- [Estratto fornito]:
Ciascun datore di lavoro, infatti, non potrà stipulare contratti a termine in eccedenza rispetto al  limite del 20%  del numero dei lavoratori a tempo indeterminato in forza al 1° gennaio dell’anno di assunzione.

La base di calcolo per il limite quantitativo è la seguente:

-         non  più riferita in via generica all’organico complessivo dell’azienda;
-         esclude i lavoratori assunti a tempo determinato.

In attesa di prossimi chiarimenti, si ritiene che, contrariamente a quanto avviene per i lavoratori occupati con contratto part-time, gli apprendisti sono esclusi dalla suddetta computabilità dei dipendenti a tempo indeterminato.

Anche i contratti di somministrazione di lavoro a tempo determinato, inoltre, sembrano esclusi dal contingentamento legale.

Tuttavia, è certa l’ esenzione dalle limitazioni quantitative per i contratti a tempo determinato conclusi:

1)       nel rispetto dei diversi limiti stabiliti dai Contratti Collettivi Nazionali, stipulati dai sindacati comparativamente più rappresentativi;
2)        nella fase di avvio di nuove attività, per i periodi che saranno definiti dai Contratti Collettivi Nazionali, anche in misura non uniforme con riferimento ad aree geografiche e/o comparti merceologici;
3)       per ragioni di carattere sostitutivo, o di stagionalità, comprese le attività già previste nell'elenco allegato al Decreto del Presidente della Repubblica n.1525 del  7 ottobre 1963 e successive modificazioni;
4)       per l'intensificazione dell'attività lavorativa in determinati periodo dell'anno;
5)       per specifici spettacoli ovvero specifici programmi radiofonici o televisivi.

- [Compito assegnato A]: Nel testo sui contratti a termine, qual è il limite massimo di contratti a termine che ciascun datore di lavoro può stipulare?
- [Compito assegnato B]: Prosegui il testo sui contratti a termine a partire dal punto in cui si interrompe.
Il materiale riportato più avanti non è necessario per svolgere il lavoro.

- [Informazioni fornite]:
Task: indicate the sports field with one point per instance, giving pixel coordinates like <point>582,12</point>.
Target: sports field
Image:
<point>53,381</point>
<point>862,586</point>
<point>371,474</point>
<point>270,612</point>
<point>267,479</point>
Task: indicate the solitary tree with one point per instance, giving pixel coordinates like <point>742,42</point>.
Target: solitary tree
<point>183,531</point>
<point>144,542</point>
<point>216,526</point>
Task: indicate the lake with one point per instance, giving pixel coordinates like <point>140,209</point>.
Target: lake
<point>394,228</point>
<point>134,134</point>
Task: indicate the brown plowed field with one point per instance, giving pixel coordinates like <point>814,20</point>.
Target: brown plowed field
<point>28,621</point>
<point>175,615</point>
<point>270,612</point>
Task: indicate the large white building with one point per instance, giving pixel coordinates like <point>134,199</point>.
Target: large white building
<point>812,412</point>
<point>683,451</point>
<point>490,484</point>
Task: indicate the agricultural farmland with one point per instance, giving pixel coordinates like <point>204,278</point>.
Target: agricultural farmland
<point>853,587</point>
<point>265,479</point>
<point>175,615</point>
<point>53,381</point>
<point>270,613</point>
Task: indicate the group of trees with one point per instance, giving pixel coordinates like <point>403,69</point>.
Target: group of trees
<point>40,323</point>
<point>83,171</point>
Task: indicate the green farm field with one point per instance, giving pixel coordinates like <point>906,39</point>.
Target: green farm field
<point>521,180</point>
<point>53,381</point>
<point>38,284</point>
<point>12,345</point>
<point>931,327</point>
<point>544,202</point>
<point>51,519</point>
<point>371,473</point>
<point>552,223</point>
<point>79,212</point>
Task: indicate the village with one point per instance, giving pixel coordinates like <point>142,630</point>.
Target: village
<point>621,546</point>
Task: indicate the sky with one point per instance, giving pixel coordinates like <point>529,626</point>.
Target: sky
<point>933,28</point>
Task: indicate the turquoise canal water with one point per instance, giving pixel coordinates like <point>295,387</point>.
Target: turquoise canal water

- [Risposta attesa A]: Il 20% del numero dei lavoratori a tempo indeterminato in forza al 1° gennaio dell'anno di assunzione.

- [Risposta attesa B]:
Risultano poi esentati dal rispetto del limite del 20% per la stipula di contratti a tempo determinato  gli Enti di ricerca , pubblici e privati, per  i ricercatori e il personale tecnico.

I contratti a termine concernenti in via esclusiva lo svolgimento di attività di ricerca scientifica, inoltre, potranno avere una  durata pari a quella del progetto di ricerca al quale si riferiscono.

Sono, altresì, esenti da limitazioni quantitative i contratti a tempo determinato stipulati:

-         a conclusione di un periodo di tirocinio o di stage, allo scopo di facilitare l'ingresso dei giovani nel mondo del lavoro;
-         con lavoratori di età superiore ai cinquantacinque anni;
-         quando l'assunzione abbia luogo per l'esecuzione di un'opera o di un servizio definiti o predeterminati nel tempo aventi carattere straordinario o occasionale;
-          di durata non superiore ai sette mesi, compresa l’eventuale proroga, ovvero non superiore alla maggiore durata definita dalla contrattazione collettiva con riferimento a situazioni di difficoltà occupazionale per specifiche aree geografiche.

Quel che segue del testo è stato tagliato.